Required work
Transcribe the data in full, keeping each line exactly as it appears.

Data for this task
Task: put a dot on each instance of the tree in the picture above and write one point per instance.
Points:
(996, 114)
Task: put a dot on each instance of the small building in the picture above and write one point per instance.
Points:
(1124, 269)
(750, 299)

Answer below
Task: put a dot on each instance of the tree in the picture above and write one point per instance.
Points:
(996, 114)
Task: put a dot on each instance of the small building in the picture above and write one point per instance.
Points:
(1124, 269)
(750, 299)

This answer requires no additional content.